Whenever a line of the records below contains the word "uniform", copy that line.

----------------------------------------

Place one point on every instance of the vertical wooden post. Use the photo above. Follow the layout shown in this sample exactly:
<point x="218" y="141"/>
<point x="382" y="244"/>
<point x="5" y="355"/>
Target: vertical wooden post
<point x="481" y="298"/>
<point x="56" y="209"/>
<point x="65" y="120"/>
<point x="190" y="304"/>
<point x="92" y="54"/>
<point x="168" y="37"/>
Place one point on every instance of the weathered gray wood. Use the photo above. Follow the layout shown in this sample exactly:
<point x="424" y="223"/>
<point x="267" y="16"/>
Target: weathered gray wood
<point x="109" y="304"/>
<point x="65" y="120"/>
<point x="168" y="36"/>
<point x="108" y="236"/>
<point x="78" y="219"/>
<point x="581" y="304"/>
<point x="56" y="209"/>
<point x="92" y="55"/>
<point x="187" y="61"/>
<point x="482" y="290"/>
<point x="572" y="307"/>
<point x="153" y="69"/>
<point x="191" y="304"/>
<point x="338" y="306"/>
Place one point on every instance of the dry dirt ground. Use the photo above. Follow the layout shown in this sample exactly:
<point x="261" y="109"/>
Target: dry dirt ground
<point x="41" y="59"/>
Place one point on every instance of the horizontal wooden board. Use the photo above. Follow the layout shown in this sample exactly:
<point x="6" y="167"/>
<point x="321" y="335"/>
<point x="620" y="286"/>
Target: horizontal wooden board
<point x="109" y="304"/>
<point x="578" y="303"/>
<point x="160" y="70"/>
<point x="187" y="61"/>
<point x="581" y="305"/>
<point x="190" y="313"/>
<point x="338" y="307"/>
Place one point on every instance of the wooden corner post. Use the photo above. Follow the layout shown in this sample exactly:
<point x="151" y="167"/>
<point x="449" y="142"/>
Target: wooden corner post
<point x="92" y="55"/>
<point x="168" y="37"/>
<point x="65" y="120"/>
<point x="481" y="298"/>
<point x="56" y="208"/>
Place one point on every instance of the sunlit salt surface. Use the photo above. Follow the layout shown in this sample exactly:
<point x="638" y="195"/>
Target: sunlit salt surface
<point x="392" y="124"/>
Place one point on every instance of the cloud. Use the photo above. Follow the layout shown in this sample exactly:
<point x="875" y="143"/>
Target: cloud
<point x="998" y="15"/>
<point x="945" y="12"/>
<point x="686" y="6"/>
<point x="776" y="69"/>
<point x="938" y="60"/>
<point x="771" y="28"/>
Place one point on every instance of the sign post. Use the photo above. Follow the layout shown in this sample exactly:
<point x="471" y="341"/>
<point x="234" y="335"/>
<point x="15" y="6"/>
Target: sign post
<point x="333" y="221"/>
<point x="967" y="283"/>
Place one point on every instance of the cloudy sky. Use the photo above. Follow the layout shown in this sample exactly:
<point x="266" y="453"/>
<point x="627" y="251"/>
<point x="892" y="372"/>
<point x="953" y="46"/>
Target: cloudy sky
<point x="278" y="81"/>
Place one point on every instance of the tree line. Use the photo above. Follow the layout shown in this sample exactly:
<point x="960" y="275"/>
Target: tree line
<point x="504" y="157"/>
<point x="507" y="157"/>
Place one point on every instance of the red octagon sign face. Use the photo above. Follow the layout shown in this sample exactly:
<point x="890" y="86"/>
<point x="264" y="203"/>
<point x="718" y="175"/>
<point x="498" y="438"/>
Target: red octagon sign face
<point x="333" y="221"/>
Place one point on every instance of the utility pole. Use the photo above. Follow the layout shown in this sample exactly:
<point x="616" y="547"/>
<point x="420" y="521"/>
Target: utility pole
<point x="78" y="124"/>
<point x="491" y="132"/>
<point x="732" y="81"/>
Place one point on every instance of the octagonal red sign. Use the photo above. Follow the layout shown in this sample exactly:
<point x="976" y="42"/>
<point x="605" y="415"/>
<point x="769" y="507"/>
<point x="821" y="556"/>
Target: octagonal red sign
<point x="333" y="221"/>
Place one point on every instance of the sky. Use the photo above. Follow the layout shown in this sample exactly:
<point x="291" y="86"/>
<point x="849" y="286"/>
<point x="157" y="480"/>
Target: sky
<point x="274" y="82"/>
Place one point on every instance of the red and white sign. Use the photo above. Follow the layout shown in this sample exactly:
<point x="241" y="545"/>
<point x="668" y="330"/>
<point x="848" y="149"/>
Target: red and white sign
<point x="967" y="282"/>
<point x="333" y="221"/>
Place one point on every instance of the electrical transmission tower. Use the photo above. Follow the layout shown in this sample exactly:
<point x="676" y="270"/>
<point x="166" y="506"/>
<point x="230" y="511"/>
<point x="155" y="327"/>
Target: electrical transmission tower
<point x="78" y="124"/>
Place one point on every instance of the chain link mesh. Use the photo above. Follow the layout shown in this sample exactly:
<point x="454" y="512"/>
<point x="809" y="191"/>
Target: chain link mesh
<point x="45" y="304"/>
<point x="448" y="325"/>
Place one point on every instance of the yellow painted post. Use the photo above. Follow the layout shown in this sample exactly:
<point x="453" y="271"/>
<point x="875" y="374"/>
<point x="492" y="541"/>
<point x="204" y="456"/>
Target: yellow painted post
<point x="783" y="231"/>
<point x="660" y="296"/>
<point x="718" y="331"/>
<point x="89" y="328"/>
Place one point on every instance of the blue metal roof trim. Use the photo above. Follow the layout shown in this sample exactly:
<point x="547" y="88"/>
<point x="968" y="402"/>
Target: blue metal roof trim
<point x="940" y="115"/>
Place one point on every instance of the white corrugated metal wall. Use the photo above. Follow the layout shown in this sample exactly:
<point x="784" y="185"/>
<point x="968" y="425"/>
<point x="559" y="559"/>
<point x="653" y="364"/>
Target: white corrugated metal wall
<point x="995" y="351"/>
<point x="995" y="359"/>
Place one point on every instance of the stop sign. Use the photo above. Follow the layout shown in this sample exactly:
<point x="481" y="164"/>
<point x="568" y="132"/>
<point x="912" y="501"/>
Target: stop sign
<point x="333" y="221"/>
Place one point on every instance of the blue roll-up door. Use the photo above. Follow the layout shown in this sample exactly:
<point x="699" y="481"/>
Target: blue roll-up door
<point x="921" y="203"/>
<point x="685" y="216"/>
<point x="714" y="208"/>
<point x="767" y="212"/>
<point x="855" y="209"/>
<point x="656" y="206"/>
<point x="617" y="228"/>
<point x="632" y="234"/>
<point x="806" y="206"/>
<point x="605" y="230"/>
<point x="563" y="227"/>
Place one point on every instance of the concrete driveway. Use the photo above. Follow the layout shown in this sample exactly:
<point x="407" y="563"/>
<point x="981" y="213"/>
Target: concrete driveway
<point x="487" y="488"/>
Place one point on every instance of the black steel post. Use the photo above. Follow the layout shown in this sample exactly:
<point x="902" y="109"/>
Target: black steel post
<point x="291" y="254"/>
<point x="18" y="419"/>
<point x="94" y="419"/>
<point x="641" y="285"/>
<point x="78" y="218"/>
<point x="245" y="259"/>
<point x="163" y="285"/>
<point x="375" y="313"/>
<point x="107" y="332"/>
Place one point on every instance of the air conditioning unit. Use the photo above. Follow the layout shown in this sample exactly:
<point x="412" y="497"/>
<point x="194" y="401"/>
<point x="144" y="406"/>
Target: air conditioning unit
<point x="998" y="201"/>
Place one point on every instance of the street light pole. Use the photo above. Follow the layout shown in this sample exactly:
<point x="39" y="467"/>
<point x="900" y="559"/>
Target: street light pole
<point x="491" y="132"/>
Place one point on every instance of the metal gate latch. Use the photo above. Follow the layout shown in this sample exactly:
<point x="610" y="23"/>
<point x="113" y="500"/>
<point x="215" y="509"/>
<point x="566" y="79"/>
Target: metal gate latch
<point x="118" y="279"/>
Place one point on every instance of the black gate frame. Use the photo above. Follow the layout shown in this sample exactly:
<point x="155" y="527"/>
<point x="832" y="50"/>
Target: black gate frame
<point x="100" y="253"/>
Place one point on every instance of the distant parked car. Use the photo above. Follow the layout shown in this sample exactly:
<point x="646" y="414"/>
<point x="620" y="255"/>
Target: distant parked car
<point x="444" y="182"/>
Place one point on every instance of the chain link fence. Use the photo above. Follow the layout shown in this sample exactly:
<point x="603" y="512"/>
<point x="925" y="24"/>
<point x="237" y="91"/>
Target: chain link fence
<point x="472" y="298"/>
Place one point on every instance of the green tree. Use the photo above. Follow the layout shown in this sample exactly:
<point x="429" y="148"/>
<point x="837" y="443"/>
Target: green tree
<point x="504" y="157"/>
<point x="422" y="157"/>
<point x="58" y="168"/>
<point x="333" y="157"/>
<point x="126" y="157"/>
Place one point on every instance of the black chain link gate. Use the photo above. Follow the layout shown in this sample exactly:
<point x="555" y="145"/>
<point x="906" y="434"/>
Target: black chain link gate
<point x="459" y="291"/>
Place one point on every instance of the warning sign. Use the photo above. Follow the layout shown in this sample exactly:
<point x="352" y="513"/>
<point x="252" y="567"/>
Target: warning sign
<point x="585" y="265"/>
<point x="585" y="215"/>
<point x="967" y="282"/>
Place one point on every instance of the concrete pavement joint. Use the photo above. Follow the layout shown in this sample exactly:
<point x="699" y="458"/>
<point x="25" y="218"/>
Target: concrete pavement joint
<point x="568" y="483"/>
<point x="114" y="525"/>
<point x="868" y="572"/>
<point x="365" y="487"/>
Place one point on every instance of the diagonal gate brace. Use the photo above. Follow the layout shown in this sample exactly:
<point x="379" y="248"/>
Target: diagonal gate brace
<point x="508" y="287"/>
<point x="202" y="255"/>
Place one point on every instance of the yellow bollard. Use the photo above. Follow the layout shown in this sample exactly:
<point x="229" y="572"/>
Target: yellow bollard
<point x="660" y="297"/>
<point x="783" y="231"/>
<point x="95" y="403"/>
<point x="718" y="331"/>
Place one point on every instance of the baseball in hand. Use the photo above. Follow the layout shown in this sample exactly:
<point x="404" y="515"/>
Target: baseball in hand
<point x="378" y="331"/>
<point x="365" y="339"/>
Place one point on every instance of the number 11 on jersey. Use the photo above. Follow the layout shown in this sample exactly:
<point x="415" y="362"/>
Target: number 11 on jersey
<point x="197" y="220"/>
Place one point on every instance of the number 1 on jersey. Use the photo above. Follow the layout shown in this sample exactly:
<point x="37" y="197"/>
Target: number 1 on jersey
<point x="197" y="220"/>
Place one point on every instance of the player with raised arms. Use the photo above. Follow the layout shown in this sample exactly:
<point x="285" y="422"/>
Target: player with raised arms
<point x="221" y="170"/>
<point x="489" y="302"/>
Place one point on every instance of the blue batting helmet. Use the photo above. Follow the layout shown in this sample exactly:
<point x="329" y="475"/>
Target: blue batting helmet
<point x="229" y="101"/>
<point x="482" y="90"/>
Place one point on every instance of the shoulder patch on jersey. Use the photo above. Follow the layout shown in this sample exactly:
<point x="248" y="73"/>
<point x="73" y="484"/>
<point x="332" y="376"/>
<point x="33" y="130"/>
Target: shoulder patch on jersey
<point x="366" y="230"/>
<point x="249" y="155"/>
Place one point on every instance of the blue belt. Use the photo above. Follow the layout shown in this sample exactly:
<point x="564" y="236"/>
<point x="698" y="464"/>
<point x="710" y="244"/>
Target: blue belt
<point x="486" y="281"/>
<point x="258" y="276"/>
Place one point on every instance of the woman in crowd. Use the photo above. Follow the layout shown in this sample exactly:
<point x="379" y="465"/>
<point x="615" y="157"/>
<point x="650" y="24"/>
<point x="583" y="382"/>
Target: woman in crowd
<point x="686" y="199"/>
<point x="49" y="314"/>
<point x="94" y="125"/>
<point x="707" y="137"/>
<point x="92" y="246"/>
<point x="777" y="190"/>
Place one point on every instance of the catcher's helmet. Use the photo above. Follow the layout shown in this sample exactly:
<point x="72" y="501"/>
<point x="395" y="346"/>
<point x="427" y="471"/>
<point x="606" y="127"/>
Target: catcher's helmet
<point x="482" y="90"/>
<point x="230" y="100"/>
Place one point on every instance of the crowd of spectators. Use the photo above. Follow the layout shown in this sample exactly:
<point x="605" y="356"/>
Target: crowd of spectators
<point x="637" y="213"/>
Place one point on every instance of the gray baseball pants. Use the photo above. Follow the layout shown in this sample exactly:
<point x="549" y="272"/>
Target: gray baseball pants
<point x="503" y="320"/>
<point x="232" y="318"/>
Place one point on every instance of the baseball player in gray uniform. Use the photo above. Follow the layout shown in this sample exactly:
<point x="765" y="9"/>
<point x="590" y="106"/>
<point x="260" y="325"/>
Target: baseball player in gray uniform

----------------------------------------

_Reply to the task_:
Place one point on every instance of the baseball player in gray uniform. Use the photo above. Follow the layout shown in this sample exactly:
Target: baseball player in gray uniform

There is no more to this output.